▸ EXERCISE PROMPT
Write the following entries out again exactly, skipping each image.

▸ DATASET EXTRACT
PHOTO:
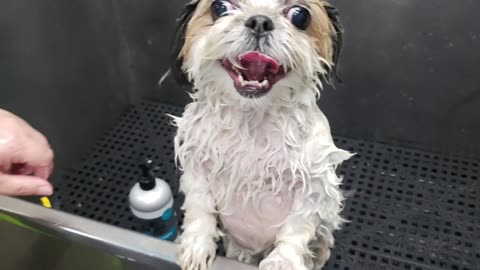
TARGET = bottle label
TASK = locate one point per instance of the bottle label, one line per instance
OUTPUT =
(164, 228)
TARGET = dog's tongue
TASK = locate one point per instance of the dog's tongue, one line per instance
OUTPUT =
(257, 66)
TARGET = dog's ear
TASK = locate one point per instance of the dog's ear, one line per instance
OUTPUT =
(176, 65)
(337, 40)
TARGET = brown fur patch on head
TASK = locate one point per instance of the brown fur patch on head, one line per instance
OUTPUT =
(321, 30)
(198, 26)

▸ TASK SOLUTION
PHOTO:
TARGET = bottle label
TASK = locate one point per instance of the bottle label, one line per instance
OUTPUT =
(164, 228)
TARGET = dog's tongue
TASK = locate one point per instance of the dog's tongue, one line per instance
OUTPUT =
(257, 66)
TARGET = dog's ear
TASK = locate one point per instance of the dog's ear, one line per instance
OUTPUT =
(176, 65)
(337, 40)
TARGET = brown fur patch on head
TASK = locate one point per instance of the brown fur patch on head, one line per instance
OUTPUT =
(321, 30)
(198, 26)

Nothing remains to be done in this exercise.